## USING THE INFORMATION
1. In the essay on Memorial Day, the protests and the media, what did the twentieth-century media theorist call growing interconnectedness through media?
2. Carry on the essay on Memorial Day, the protests and the media from the point where it stops.

READING PASSAGE: Begin

After all, May 25 was a turning point for two reasons. One, a police officer senselessly murdered George Floyd and the brutality was caught on video. Two, it was Memorial Day.

As Americans watched one theatre of society unfold on their TV screen, another unfolded around them. By Memorial Day Weekend, all fifty states had begun reopening despite a majority-upwards case trend. States with earlier reopenings, like Texas and Florida, have since exhibited record numbers of new cases, and 21 states have seen an increase in their average daily new cases. But was anyone watching? “For two weeks, this is really all we’ve covered,” Fox News host Tucker Carlson began his June 11 segment, staring into the camera next to a cherry-picked highlight reel of burning buildings and smashed glass in a rare moment of self-awareness.

Political scientist Benedict Anderson argued that national identity is inseparable from mass communication; the media permits imagined communities of thought and belonging, allowing people who might never even meet each other to feel as if they are collectively part of something bigger than themselves. Twentieth-century media theorist Marshall McCluhan called this phenomenon of growing interconnectedness via media the “global village.”

Now, more than ever, we experience the world through mass communication. And through the window of your Twitter feed and the TV news, you might think that every single person in the global village was out shoulder-to-shoulder at a protest. But, while hundreds of thousands marched, millions more watched… taking to the beach and the casino and the Olive Garden. When everyone loosens their belt an inch, it’s easy to be caught with our national pants down.

READING PASSAGE: End
DATASET CONTENT: Begin

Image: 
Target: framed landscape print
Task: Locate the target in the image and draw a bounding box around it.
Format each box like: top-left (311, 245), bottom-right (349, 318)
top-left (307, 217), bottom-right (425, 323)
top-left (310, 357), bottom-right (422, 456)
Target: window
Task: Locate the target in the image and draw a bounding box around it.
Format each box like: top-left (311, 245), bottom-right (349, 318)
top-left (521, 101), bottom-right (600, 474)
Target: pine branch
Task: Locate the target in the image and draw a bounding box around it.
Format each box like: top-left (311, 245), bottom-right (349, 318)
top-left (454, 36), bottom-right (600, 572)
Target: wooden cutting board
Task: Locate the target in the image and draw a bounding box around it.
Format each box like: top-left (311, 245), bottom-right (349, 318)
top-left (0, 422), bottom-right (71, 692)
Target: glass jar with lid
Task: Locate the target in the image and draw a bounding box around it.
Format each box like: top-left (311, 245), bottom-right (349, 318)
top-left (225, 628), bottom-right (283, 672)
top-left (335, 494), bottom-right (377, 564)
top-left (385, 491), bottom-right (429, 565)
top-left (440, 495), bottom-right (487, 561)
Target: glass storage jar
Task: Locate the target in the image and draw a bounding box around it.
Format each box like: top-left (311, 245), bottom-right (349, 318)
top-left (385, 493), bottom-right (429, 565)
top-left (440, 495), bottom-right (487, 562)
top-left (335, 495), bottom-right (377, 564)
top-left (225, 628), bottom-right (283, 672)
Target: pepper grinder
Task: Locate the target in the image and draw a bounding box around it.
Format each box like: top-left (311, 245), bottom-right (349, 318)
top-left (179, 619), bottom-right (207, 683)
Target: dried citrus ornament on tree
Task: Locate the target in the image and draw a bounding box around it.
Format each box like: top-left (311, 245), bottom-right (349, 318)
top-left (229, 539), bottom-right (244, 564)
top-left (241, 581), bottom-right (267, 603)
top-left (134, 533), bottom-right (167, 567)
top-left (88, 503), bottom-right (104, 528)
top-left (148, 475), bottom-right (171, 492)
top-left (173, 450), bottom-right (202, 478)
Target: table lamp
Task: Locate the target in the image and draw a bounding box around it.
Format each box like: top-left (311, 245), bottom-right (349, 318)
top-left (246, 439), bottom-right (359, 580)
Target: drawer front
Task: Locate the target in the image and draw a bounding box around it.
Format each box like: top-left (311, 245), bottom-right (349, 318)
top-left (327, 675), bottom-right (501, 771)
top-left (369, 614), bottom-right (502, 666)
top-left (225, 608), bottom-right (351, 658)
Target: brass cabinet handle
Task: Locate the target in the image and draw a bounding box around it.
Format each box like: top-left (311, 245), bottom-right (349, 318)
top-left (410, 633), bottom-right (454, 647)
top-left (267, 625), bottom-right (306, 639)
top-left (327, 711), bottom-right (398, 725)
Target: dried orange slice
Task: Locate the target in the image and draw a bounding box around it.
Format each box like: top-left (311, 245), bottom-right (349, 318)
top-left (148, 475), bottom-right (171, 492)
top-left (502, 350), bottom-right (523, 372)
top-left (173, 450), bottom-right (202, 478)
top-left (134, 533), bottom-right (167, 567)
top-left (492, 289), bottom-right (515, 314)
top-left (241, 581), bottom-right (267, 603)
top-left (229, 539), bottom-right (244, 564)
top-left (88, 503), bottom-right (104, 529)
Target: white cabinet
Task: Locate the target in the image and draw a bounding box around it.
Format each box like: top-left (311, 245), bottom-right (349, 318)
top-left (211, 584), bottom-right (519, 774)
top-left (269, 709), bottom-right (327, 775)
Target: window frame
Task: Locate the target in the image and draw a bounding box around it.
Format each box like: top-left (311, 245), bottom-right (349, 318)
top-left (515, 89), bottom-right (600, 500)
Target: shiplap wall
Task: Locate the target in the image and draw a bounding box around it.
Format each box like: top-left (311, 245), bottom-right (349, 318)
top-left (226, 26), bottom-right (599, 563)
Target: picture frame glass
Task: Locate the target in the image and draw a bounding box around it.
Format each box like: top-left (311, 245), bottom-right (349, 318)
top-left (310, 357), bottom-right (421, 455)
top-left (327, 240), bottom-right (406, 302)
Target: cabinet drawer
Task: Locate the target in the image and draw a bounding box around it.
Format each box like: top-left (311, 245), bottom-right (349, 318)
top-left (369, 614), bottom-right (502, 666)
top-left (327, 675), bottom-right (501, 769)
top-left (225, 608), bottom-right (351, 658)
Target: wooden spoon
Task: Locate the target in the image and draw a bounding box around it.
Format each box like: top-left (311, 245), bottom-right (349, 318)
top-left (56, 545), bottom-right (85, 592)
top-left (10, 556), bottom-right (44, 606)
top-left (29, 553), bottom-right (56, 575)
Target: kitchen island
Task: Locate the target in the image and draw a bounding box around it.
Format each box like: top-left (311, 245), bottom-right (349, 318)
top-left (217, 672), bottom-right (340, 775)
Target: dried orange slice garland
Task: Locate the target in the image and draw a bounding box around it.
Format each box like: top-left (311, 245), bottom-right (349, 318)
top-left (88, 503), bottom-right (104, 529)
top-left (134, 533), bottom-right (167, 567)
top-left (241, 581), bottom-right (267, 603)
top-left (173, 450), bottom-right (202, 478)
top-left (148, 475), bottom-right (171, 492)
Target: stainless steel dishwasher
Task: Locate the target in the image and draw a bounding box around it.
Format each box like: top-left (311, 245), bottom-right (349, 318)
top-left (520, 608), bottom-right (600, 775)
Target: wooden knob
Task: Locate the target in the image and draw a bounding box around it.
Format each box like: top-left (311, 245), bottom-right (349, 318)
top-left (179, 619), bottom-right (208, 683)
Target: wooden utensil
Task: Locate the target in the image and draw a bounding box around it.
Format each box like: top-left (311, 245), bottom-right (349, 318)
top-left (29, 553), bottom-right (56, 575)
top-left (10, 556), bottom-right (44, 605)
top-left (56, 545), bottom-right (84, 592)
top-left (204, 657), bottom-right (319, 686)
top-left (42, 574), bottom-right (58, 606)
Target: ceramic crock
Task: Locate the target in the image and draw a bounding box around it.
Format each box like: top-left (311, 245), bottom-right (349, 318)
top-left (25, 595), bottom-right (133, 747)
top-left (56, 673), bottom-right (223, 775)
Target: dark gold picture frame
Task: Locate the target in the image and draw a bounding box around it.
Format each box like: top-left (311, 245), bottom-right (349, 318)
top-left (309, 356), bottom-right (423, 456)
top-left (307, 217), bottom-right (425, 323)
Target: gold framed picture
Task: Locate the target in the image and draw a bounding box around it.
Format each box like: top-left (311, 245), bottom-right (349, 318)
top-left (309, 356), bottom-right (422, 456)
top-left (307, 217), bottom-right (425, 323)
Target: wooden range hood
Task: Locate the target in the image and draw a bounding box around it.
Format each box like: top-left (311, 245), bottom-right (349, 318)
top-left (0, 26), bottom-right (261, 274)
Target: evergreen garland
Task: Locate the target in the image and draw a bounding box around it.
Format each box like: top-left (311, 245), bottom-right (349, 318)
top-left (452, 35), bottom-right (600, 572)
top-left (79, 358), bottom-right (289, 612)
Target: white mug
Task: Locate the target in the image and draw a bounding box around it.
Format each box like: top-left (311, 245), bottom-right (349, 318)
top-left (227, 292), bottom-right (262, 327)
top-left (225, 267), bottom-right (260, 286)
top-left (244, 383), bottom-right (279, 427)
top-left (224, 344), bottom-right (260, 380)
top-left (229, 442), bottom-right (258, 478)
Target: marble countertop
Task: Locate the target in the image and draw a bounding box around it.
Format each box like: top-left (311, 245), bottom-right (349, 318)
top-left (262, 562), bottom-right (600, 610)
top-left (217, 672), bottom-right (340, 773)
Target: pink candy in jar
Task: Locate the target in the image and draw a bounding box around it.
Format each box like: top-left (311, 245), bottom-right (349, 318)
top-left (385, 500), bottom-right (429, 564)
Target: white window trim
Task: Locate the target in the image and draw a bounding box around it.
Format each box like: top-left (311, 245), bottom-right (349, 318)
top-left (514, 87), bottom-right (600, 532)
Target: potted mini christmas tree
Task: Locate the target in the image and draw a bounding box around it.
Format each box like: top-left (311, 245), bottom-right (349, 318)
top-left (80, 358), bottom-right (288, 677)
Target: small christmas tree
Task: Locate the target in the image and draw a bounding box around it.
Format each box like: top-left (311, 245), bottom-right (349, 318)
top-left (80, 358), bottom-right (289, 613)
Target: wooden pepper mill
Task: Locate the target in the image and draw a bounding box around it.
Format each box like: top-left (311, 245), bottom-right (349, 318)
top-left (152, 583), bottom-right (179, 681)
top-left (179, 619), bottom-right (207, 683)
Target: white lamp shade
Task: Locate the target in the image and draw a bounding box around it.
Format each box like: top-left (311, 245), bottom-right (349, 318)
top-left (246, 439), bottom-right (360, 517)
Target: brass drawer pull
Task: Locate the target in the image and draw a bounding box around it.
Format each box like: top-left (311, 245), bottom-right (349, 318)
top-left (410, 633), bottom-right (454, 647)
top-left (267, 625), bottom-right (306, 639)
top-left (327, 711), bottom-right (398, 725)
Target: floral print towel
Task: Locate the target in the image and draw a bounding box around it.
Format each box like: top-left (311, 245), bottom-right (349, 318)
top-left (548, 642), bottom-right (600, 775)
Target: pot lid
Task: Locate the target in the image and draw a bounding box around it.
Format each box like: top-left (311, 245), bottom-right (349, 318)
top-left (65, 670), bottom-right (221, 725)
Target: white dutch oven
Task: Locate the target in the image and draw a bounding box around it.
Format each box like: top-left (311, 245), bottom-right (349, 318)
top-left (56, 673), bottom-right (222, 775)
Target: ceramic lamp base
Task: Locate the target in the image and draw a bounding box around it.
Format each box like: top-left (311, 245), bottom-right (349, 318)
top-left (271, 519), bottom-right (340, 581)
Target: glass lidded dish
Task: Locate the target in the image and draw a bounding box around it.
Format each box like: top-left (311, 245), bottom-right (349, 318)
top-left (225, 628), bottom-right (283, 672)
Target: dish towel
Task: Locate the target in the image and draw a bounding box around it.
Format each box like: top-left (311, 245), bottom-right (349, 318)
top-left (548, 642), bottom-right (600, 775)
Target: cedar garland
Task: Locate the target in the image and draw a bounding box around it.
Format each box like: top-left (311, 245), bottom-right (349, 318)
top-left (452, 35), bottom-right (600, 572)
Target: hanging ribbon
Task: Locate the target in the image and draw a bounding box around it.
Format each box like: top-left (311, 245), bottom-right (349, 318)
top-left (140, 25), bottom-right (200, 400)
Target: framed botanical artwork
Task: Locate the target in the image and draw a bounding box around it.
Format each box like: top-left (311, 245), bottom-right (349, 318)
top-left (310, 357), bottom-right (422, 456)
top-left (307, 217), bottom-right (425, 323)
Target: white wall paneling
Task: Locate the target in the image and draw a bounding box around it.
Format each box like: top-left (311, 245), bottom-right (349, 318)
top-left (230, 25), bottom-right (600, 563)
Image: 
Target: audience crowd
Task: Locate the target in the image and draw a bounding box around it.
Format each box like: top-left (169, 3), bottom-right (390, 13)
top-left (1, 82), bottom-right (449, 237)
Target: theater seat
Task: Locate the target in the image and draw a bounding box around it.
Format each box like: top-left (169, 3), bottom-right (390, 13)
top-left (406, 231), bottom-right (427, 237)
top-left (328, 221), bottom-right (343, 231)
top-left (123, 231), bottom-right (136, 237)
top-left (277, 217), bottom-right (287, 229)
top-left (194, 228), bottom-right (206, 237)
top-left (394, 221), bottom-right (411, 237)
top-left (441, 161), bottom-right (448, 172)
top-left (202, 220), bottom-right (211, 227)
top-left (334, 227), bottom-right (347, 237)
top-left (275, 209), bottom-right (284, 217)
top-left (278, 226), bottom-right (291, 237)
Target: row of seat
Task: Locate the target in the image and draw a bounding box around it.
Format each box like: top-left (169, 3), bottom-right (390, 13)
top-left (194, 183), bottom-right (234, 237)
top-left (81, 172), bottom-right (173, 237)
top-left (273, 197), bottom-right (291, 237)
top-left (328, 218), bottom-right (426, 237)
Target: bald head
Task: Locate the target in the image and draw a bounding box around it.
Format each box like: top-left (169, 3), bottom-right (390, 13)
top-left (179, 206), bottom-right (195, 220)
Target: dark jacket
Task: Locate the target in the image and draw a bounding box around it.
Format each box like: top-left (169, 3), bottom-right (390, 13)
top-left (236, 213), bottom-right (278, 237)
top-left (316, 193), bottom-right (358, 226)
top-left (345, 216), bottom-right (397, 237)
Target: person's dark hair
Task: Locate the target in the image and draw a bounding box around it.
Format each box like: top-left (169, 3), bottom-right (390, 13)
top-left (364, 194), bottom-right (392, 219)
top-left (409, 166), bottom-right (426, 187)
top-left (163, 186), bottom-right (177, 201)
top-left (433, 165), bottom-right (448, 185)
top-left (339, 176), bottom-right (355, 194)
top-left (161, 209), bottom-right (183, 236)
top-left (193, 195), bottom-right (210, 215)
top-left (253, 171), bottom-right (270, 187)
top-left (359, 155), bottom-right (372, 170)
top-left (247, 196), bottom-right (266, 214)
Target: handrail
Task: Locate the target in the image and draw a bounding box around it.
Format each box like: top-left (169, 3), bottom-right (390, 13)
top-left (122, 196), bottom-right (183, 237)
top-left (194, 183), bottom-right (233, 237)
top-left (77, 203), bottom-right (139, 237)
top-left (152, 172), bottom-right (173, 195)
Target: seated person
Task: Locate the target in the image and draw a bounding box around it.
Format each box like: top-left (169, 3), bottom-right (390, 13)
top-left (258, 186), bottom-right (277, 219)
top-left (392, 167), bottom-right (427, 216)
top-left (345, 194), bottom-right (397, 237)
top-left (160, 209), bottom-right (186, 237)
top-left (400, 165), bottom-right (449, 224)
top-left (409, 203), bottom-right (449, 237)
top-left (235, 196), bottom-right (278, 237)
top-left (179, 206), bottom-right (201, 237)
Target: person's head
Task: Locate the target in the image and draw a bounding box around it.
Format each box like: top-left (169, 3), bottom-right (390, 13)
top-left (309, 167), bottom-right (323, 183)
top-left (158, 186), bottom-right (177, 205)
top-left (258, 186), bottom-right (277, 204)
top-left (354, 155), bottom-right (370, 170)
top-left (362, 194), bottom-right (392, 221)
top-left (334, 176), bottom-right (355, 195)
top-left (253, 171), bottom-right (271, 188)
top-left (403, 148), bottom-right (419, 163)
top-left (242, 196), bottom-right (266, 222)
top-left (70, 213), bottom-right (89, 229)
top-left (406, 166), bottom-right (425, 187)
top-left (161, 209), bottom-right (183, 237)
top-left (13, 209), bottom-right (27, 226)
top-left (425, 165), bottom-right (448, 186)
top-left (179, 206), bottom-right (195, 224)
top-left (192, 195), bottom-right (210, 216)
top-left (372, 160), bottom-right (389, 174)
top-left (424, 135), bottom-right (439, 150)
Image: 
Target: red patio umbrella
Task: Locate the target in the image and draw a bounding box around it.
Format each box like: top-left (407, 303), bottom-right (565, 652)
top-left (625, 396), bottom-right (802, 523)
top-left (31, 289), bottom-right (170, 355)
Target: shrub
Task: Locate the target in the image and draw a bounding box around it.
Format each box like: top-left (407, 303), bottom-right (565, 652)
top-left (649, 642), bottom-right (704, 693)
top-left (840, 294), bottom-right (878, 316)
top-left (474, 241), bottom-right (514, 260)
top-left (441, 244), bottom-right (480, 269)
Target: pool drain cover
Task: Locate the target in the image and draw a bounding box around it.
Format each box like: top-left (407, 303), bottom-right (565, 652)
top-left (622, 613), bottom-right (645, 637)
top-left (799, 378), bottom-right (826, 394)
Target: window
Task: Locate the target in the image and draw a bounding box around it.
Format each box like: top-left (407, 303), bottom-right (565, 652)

DATASET CONTENT: End

## RESULTS IN ORDER
1. The "global village."

2.
It’s unreasonable to blame protests alone for the uptick in cases, as it is to assume that any questioning of the protests’ safety must be an attack on what they stand for. It’s reasonable, however, for people to be confused—skeptical, even—about what the rules around social distancing and masks and the virus really are, and why.

Consider viewers of near-opposite political persuasion and the conclusions they might come to. We know there’s a substantial (partisan) overlap between people who support and trust the police, and those who are skeptical of lockdown measures (and even masks). Imagine you’re in that group: you trust the police, you don’t trust masks. You see images all day, every day, of police without masks. What do you conclude? Consider the opposite: you trust masks, you don’t trust police. What do images of maskless law enforcement tell you? Either way, distrust and division grows deeper.

But my point is not that we have to defeat division itself. There is no happy medium between racism and anti-racism, fascism and anti-fascism, anti-blackness and anti-anti-Blackness. And the solution is not a mask-wearing cop photo-op.

The point is that we need to trust our institutions, but first we need institutions worth trusting. Attaining either is contingent on, at the bare minimum, a cogent sense of reality, one where our understanding of “health and science” is not atomized from “police and race relations,” a reality where we don’t talk about these things—and the media doesn’t cover them—like separate, impermeable spheres. A media ecosystem that allows an unprecedented life-or-death health crisis (which was always political) to be “replaced” by a political crisis (which was always life-or-death) is the same coverage that allows (non-Black) people to think that, once the cameras stop rolling, the crisis is over. 

How we get to this world, I’m not sure, but masks are a place to start.